경계 상자 기록:
* * * * * * * * *

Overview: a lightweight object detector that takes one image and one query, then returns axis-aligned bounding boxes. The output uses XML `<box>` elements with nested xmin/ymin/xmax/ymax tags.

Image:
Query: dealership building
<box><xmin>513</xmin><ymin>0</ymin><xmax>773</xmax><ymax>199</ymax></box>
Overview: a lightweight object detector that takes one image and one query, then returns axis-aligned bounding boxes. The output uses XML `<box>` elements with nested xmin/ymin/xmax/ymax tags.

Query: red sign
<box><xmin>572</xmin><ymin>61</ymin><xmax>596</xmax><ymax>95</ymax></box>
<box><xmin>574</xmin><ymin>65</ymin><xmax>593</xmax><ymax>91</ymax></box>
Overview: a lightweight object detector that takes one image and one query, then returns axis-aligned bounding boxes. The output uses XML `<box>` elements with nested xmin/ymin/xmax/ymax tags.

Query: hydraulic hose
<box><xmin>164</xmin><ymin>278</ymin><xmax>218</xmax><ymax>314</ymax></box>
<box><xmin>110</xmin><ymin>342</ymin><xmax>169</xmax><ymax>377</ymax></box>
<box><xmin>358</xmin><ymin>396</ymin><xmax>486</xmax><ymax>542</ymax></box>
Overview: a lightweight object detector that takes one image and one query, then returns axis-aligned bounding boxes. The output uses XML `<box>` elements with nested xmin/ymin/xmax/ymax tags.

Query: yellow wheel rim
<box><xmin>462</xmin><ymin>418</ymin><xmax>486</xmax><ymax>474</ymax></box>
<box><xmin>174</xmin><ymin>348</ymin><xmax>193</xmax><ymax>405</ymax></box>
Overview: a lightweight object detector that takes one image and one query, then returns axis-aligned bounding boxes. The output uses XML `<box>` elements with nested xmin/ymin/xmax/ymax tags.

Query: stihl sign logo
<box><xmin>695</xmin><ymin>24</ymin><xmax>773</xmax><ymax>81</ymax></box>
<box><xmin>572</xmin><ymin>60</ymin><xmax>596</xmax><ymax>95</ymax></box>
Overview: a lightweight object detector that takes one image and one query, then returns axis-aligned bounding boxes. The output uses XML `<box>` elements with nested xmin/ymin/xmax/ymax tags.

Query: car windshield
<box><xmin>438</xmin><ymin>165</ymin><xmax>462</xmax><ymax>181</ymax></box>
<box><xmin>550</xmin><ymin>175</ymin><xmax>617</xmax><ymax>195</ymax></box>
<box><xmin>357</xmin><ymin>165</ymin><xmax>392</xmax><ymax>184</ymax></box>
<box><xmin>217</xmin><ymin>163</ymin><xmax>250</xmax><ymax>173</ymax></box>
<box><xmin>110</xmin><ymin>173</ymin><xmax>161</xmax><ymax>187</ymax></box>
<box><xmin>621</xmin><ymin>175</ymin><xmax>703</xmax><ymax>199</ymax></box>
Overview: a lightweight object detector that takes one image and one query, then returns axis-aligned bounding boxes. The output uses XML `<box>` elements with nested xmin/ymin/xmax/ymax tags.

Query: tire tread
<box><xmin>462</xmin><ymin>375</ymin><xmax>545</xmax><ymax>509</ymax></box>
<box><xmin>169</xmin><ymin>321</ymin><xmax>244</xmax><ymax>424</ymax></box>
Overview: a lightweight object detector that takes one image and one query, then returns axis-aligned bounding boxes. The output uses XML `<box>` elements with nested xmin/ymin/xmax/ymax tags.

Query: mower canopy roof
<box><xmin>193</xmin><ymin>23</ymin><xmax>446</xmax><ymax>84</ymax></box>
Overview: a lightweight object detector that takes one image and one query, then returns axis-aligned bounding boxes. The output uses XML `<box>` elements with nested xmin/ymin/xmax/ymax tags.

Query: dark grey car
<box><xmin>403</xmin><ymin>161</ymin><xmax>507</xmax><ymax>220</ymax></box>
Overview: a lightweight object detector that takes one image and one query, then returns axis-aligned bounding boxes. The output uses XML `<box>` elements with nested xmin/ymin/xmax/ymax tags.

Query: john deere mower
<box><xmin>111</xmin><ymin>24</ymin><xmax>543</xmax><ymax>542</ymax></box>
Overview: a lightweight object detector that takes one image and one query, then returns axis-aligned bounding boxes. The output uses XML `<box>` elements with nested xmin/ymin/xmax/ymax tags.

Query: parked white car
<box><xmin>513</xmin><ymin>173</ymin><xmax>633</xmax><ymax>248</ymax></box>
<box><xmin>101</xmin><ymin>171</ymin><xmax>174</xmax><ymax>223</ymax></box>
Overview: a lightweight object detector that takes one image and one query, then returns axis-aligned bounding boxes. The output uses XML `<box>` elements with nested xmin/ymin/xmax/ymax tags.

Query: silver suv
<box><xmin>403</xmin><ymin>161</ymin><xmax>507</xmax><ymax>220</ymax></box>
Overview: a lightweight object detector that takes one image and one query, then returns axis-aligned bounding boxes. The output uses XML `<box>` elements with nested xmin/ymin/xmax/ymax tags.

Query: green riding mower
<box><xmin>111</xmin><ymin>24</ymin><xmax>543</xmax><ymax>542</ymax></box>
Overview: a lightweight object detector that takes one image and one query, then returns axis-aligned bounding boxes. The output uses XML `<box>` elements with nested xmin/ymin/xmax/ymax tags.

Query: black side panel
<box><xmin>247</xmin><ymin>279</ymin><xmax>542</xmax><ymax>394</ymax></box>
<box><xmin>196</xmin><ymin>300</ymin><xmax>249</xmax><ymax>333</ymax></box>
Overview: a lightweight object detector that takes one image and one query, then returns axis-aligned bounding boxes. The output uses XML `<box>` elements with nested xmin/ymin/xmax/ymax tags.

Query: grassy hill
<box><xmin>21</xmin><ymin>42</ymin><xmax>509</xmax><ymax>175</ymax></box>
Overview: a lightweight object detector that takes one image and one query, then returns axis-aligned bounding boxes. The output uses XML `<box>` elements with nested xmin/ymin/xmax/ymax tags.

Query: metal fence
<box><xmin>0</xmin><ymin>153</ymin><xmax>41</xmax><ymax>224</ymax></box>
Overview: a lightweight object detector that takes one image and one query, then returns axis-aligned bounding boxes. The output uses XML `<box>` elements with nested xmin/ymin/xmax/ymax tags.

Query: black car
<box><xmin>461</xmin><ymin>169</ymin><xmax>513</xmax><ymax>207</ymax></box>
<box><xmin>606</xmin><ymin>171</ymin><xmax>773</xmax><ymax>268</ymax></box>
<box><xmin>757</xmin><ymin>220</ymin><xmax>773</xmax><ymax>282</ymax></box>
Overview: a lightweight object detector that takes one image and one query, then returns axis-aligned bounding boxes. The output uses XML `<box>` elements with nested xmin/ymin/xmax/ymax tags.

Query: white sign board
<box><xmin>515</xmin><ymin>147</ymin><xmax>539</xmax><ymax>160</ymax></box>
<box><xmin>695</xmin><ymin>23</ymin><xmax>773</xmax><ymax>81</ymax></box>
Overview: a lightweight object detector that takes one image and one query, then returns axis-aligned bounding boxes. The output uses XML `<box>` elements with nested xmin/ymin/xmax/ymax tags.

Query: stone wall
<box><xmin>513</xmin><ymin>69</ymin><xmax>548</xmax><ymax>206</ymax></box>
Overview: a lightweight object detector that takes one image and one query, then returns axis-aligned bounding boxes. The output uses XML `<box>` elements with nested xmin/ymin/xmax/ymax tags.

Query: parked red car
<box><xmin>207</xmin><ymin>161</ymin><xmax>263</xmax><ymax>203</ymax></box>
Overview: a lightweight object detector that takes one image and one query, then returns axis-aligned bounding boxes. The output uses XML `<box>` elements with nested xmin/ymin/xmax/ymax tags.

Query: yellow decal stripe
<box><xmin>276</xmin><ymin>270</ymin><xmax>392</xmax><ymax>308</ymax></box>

* * * * * * * * *

과제 목표 -> 위 자료에서 "parked"라는 단어가 들어 있는 줄을 하나도 빠짐없이 모아 옮겨 적으세요.

전체 출력 ->
Query: parked white car
Query: parked red car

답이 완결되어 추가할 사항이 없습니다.